= Exercise text =
□ □ □

One beautiful spring morning, after our 3 – 4-hour grueling trek to the top, we sat down to take our lunch break. When one of us sat down (I’m too traumatized to remember who and it doesn’t matter) and brushed against a bush, a black swarm rose from the bush, flew in a circle, and began eating us.
We screamed, “Ahhh.”
We screamed, “WTH?”
We screamed, “Mosquitos!”
We screamed, “Run for your lives,” all at once and together. As one unit, we started shoving food, sunscreen, hats, and what not, back into our packs, hauled our packs over one shoulder, grabbed our boots, and ran along the ridge in our socks. This is exactly what happened without exaggeration.
We ran in our socks, over rocks, yelling, “Owe #J$%@!”
We ran in our socks over sticks, bellowing, “They’re following us!”
We ran in our socks brushing past more bushes, shrieking, “Ahhh, there’s more!”

□ □ □

= Your assignment =
Carry on the mosquito story from its last line, picking up after the shriek about more of them. The items after this point are separate material and have nothing to do with the hiking story.

= Extracted data =
□ □ □

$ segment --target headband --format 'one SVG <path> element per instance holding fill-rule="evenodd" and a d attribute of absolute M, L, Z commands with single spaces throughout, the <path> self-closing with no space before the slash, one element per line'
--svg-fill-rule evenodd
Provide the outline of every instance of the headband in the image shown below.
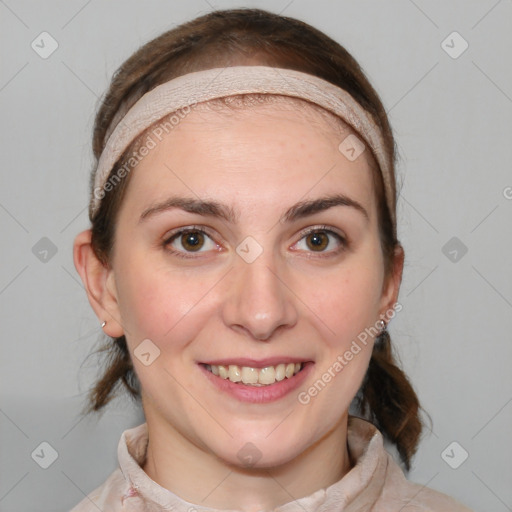
<path fill-rule="evenodd" d="M 233 66 L 188 73 L 144 94 L 115 126 L 100 155 L 89 206 L 91 218 L 98 210 L 105 191 L 116 184 L 113 176 L 109 179 L 112 168 L 138 135 L 169 114 L 179 112 L 179 117 L 183 117 L 187 109 L 197 103 L 251 93 L 303 99 L 323 107 L 351 126 L 363 141 L 349 135 L 340 141 L 339 150 L 349 160 L 355 160 L 365 149 L 364 143 L 370 147 L 382 173 L 386 202 L 395 223 L 393 163 L 381 131 L 370 114 L 347 91 L 326 80 L 300 71 L 269 66 Z M 171 121 L 175 118 L 179 122 L 179 117 L 174 115 Z M 170 124 L 168 122 L 166 126 Z M 133 160 L 131 166 L 137 161 L 135 155 Z M 129 170 L 126 169 L 119 172 L 117 181 L 127 172 Z"/>

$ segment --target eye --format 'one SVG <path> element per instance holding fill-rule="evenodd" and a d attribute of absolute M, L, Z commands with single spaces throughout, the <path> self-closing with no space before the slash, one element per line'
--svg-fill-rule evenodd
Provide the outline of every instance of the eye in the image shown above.
<path fill-rule="evenodd" d="M 194 226 L 174 232 L 164 242 L 165 247 L 170 247 L 170 252 L 184 258 L 187 253 L 207 252 L 219 248 L 219 245 L 203 229 Z"/>
<path fill-rule="evenodd" d="M 327 227 L 315 227 L 303 233 L 294 248 L 319 253 L 338 253 L 346 246 L 346 240 Z"/>

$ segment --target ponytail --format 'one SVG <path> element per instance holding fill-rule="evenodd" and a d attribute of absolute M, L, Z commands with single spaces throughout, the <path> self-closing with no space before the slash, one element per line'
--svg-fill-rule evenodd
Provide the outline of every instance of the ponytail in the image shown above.
<path fill-rule="evenodd" d="M 419 418 L 421 407 L 411 383 L 395 361 L 387 330 L 375 340 L 359 408 L 396 445 L 409 471 L 423 428 Z"/>

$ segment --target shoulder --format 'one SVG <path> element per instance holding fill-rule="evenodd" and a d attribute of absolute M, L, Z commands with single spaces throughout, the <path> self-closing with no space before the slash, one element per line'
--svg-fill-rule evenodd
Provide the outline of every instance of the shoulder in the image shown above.
<path fill-rule="evenodd" d="M 127 492 L 126 480 L 118 468 L 70 512 L 98 512 L 98 510 L 120 512 L 123 510 L 123 497 Z"/>
<path fill-rule="evenodd" d="M 388 455 L 388 478 L 375 512 L 473 512 L 454 498 L 407 480 Z"/>

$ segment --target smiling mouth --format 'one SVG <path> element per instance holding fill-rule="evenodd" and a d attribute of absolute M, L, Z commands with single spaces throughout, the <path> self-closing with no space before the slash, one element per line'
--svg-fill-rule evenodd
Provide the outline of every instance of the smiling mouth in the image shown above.
<path fill-rule="evenodd" d="M 305 363 L 281 363 L 264 368 L 238 366 L 236 364 L 203 364 L 204 368 L 217 377 L 247 386 L 271 386 L 276 382 L 291 379 L 304 368 Z"/>

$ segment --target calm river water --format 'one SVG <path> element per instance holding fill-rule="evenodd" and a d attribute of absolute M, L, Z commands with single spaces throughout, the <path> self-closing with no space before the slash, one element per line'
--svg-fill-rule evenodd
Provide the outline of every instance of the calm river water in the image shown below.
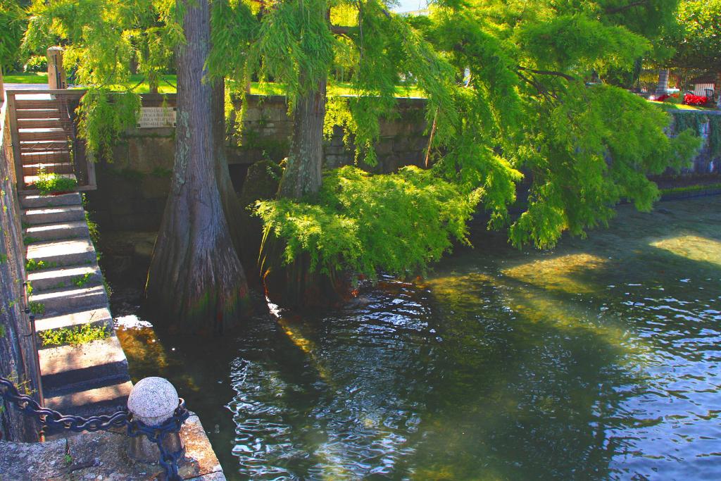
<path fill-rule="evenodd" d="M 551 251 L 481 230 L 423 281 L 234 338 L 121 317 L 133 380 L 175 384 L 231 480 L 721 479 L 721 197 Z"/>

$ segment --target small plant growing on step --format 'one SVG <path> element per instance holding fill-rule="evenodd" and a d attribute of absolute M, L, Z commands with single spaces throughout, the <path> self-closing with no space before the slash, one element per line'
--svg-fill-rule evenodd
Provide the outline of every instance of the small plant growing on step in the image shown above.
<path fill-rule="evenodd" d="M 75 179 L 48 173 L 42 169 L 37 174 L 37 180 L 32 184 L 32 187 L 40 190 L 40 195 L 56 192 L 69 192 L 74 190 L 77 186 L 78 182 Z"/>
<path fill-rule="evenodd" d="M 94 340 L 105 339 L 108 335 L 110 335 L 105 326 L 94 326 L 92 324 L 86 324 L 78 327 L 63 327 L 62 329 L 43 331 L 40 333 L 43 345 L 46 346 L 62 345 L 63 344 L 79 345 Z"/>
<path fill-rule="evenodd" d="M 35 259 L 28 259 L 25 262 L 25 270 L 27 272 L 32 272 L 33 270 L 40 270 L 41 269 L 50 269 L 51 268 L 57 267 L 58 265 L 56 262 L 46 262 L 44 260 L 35 260 Z"/>
<path fill-rule="evenodd" d="M 92 278 L 92 273 L 85 273 L 83 275 L 78 275 L 74 277 L 71 282 L 78 287 L 84 287 L 85 284 L 88 283 L 88 281 Z"/>
<path fill-rule="evenodd" d="M 30 308 L 30 312 L 36 316 L 42 316 L 45 314 L 45 304 L 42 302 L 30 301 L 28 303 L 28 306 Z"/>

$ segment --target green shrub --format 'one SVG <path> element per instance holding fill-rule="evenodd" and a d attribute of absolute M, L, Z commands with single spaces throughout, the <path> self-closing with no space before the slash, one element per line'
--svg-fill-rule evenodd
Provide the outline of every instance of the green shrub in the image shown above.
<path fill-rule="evenodd" d="M 85 273 L 83 275 L 77 275 L 71 279 L 71 282 L 77 287 L 84 287 L 92 277 L 92 273 Z"/>
<path fill-rule="evenodd" d="M 105 326 L 94 326 L 85 324 L 78 327 L 63 327 L 40 333 L 43 345 L 61 345 L 70 344 L 78 345 L 99 339 L 105 339 L 110 334 Z"/>
<path fill-rule="evenodd" d="M 53 192 L 74 190 L 77 186 L 78 182 L 75 179 L 68 179 L 42 170 L 37 175 L 37 180 L 33 184 L 33 187 L 40 191 L 41 195 L 47 195 Z"/>
<path fill-rule="evenodd" d="M 42 302 L 30 301 L 28 303 L 28 306 L 30 308 L 30 312 L 36 316 L 42 316 L 45 314 L 45 304 Z"/>
<path fill-rule="evenodd" d="M 283 244 L 275 260 L 283 265 L 306 255 L 311 272 L 375 278 L 423 271 L 453 239 L 467 242 L 466 223 L 479 200 L 480 191 L 462 192 L 415 167 L 379 175 L 345 167 L 326 173 L 317 202 L 260 200 L 255 215 L 265 231 L 264 255 L 270 235 Z"/>
<path fill-rule="evenodd" d="M 41 269 L 50 269 L 52 268 L 58 267 L 58 265 L 55 262 L 46 262 L 44 260 L 35 260 L 35 259 L 28 259 L 25 262 L 25 270 L 27 272 L 32 272 L 33 270 L 40 270 Z"/>

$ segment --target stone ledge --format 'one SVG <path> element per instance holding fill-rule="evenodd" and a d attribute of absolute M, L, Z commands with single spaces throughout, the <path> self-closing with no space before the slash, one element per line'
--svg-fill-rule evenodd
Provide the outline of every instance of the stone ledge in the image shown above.
<path fill-rule="evenodd" d="M 183 425 L 185 456 L 180 475 L 187 481 L 225 481 L 223 469 L 198 416 Z M 156 480 L 157 464 L 130 459 L 128 438 L 115 432 L 87 433 L 46 443 L 0 441 L 0 481 L 141 481 Z"/>

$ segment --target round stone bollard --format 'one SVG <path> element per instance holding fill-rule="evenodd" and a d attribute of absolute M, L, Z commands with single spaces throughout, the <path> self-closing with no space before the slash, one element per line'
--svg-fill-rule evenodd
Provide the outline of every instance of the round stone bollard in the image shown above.
<path fill-rule="evenodd" d="M 128 410 L 133 419 L 146 425 L 156 426 L 172 417 L 178 407 L 178 393 L 167 379 L 146 377 L 133 387 L 128 397 Z M 180 433 L 165 435 L 163 446 L 168 452 L 185 449 Z M 128 454 L 133 459 L 157 464 L 160 459 L 158 446 L 143 435 L 130 438 Z"/>

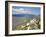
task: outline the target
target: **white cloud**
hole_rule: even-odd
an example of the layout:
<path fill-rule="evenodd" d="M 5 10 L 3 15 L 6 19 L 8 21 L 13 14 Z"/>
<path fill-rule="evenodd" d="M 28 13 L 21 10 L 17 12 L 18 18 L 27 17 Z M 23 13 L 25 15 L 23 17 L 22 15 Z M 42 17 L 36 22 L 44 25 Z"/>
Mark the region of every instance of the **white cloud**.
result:
<path fill-rule="evenodd" d="M 32 12 L 29 10 L 25 10 L 23 8 L 19 8 L 19 9 L 14 9 L 13 8 L 13 14 L 31 14 Z"/>

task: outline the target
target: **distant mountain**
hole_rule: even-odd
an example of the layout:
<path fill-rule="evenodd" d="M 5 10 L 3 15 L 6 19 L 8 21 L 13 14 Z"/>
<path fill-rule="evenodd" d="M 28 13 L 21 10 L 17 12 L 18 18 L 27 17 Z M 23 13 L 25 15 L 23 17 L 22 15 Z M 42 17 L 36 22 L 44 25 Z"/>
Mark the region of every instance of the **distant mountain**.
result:
<path fill-rule="evenodd" d="M 15 14 L 13 15 L 15 17 L 24 17 L 24 18 L 36 18 L 38 19 L 39 18 L 39 15 L 33 15 L 33 14 Z"/>

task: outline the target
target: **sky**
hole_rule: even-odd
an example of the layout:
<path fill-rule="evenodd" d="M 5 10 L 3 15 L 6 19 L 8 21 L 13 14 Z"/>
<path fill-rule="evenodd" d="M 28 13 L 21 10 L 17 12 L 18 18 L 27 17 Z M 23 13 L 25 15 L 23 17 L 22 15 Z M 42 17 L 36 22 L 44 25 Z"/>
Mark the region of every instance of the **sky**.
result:
<path fill-rule="evenodd" d="M 40 14 L 40 7 L 22 7 L 22 6 L 13 6 L 12 14 Z"/>

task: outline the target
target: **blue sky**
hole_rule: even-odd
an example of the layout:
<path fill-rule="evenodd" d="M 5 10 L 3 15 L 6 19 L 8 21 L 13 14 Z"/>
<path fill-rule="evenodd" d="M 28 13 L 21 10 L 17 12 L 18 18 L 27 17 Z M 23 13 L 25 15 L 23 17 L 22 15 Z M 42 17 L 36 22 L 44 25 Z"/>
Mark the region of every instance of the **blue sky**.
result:
<path fill-rule="evenodd" d="M 40 14 L 40 7 L 21 7 L 13 6 L 12 14 Z"/>

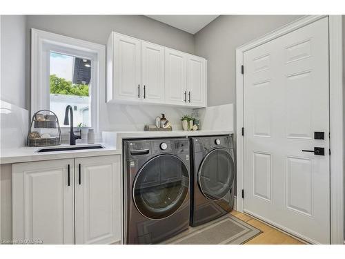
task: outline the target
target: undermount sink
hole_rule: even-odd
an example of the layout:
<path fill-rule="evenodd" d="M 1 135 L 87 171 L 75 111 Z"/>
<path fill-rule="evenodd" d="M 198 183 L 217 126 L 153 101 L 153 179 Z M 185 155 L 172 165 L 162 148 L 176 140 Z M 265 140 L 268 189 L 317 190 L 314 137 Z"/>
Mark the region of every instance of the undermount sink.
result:
<path fill-rule="evenodd" d="M 66 146 L 63 148 L 42 148 L 37 151 L 38 153 L 41 152 L 55 152 L 55 151 L 68 151 L 70 150 L 83 150 L 83 149 L 99 149 L 104 148 L 104 146 L 101 145 L 96 146 Z"/>

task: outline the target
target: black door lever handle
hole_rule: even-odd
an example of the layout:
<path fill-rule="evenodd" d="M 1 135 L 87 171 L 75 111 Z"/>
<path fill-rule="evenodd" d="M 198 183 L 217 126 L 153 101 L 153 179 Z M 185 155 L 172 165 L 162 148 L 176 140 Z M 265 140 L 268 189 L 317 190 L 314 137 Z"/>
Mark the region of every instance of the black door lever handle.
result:
<path fill-rule="evenodd" d="M 302 150 L 302 152 L 310 152 L 314 155 L 324 155 L 324 148 L 314 147 L 314 150 Z"/>

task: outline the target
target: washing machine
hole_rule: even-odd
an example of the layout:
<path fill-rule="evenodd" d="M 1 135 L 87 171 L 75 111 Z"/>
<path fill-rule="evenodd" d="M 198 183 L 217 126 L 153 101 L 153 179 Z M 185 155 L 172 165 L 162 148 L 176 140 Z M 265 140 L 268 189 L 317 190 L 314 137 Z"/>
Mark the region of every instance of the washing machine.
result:
<path fill-rule="evenodd" d="M 125 140 L 123 145 L 125 243 L 157 244 L 188 229 L 188 140 Z"/>
<path fill-rule="evenodd" d="M 190 225 L 228 213 L 234 204 L 233 135 L 190 137 Z"/>

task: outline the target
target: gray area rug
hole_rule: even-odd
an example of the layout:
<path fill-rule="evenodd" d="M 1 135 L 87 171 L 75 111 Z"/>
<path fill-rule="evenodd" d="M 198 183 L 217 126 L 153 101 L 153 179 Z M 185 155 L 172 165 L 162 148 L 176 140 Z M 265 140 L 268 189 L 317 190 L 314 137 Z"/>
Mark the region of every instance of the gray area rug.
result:
<path fill-rule="evenodd" d="M 189 229 L 161 244 L 240 244 L 262 231 L 228 214 L 217 220 Z"/>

□ □ □

= Result of the exercise =
Somebody, in their socks, hollered at the top of their lungs, opera singer style, “DON’T TOUCH THE BUSHES!”
While somebody else simultaneously, also in her socks, squawked, “THEY’RE IN THE DAMN BUSHES @%#J%!”
We ran, squealed, bellowed, hopped, cussed, and lunged past the antenna towers. There were quite a few. Stuff flew out the top of our packs because no one had time to close them. As one unit, we paused and looked around us. Someone whispered, “Are they still here?”
“OWE #@#%@#$^, YES, RUN,” someone else, still in their socks ran and roared over her shoulder at the rest of us. It might have been me.
Did I mention the rocks? They hurt our unbooted tender sock covered feet. I haven’t been bitten by so many blood sucking vampiric mosquitoes (there you go mom, Vampires!) since I lived at Catalina Island and stopped counting at 98 bites on one leg from my knee to the tip of my big toe. My other leg looked just as bad. The bites didn’t stop at my knees; they went all the way up to the top of my head. My hair didn’t get bitten, at least as far as I could tell.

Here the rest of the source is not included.